-------- DATA SECTION
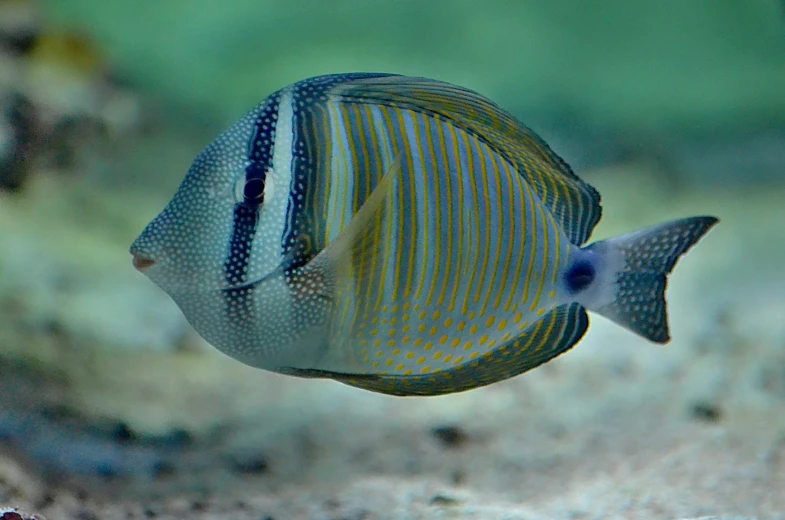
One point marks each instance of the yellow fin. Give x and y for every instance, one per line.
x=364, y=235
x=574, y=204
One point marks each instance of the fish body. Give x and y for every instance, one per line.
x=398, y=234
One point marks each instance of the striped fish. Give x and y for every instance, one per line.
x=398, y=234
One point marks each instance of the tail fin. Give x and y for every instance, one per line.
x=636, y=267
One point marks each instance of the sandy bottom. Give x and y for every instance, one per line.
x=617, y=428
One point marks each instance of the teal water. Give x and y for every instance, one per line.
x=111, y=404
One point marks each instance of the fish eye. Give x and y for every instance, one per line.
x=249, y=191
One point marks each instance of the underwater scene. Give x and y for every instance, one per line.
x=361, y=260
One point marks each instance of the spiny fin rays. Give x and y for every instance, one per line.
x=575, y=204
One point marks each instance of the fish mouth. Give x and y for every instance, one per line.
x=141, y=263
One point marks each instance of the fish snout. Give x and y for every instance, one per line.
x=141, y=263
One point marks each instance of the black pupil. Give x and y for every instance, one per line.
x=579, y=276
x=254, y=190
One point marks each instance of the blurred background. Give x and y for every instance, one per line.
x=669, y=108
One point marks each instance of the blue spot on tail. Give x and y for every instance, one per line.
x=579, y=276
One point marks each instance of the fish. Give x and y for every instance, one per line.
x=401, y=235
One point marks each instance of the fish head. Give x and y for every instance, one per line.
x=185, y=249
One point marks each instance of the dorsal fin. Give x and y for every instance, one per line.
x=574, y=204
----------------
-------- DATA SECTION
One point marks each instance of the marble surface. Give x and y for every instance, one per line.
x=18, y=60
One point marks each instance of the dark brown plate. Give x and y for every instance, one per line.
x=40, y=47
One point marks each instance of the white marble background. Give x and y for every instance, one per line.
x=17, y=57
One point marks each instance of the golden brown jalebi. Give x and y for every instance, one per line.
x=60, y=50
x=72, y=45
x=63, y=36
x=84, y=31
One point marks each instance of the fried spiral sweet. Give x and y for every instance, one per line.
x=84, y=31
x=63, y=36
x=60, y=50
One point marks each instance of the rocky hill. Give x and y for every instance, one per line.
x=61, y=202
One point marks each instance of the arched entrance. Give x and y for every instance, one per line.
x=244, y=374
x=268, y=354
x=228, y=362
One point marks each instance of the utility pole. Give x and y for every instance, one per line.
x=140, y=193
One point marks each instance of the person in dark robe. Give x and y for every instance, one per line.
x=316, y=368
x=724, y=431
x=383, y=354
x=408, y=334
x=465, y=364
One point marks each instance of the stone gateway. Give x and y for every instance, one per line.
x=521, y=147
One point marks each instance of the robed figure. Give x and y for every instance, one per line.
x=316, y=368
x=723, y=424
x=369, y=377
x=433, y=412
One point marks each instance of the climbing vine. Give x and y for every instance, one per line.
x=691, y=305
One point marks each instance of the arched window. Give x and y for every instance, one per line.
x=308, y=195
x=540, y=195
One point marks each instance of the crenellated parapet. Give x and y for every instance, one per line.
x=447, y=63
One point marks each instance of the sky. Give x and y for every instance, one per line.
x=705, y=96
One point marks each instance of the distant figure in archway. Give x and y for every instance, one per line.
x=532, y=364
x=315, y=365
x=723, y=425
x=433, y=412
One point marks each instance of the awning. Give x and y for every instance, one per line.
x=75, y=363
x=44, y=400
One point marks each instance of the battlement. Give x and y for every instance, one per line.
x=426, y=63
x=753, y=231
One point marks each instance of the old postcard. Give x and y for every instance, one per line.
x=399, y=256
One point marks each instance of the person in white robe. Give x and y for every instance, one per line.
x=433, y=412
----------------
-------- DATA SECTION
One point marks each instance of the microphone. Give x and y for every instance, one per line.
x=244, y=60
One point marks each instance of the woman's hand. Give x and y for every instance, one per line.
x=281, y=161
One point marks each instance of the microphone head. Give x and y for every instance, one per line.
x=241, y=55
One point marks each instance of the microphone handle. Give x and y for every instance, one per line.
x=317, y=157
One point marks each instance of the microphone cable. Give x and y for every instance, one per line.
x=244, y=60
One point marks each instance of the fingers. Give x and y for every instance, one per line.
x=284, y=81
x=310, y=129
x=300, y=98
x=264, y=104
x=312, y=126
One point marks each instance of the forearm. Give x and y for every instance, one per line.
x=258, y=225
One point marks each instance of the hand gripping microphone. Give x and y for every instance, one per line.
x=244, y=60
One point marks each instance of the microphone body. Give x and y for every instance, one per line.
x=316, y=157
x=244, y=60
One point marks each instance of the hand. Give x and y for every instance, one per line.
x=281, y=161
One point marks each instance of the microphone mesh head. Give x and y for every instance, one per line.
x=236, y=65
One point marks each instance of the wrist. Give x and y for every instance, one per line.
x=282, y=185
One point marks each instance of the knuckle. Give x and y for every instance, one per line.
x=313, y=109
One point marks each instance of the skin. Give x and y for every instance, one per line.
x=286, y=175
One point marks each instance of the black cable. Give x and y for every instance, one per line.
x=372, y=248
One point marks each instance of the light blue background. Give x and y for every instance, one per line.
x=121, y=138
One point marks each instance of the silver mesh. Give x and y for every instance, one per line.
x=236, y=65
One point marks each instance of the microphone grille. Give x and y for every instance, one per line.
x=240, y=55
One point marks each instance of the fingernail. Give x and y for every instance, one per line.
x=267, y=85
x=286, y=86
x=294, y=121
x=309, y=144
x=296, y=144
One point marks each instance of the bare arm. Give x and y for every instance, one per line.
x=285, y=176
----------------
## TASK
Copy out, word for word, the items from the line with "One point marks each instance of the microphone." through the line with "x=312, y=126", including both of those lines.

## EXERCISE ANSWER
One point marks each instance of the microphone. Give x and y for every instance, one per line.
x=244, y=60
One point marks each instance of the woman's hand. Give x and y for every instance, one per line.
x=281, y=161
One point marks each instance of the microphone head. Give x and y for every instance, one per line.
x=241, y=55
One point marks each instance of the microphone handle. Give x and y for every instance, one per line.
x=317, y=157
One point marks each instance of the microphone cable. Give x and y for every instance, one per line.
x=244, y=60
One point marks each instance of the fingers. Give x and y for every instance, one per line.
x=284, y=81
x=310, y=129
x=300, y=98
x=264, y=104
x=312, y=126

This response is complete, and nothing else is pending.